■ AIM
List every line of the items below that contains the word "distant".

■ DATASET ENTRIES
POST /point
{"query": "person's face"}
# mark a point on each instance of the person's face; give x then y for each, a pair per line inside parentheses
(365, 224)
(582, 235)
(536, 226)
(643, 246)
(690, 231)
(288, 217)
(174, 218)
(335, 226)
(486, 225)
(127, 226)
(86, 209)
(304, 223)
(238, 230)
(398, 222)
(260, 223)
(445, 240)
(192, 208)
...
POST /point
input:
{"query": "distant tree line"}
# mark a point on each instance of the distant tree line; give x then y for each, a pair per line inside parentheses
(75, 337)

■ EXERCISE ANSWER
{"query": "distant tree line"}
# mark a point on each instance of the distant tree line; give x then y for each, a pair per line inside parentheses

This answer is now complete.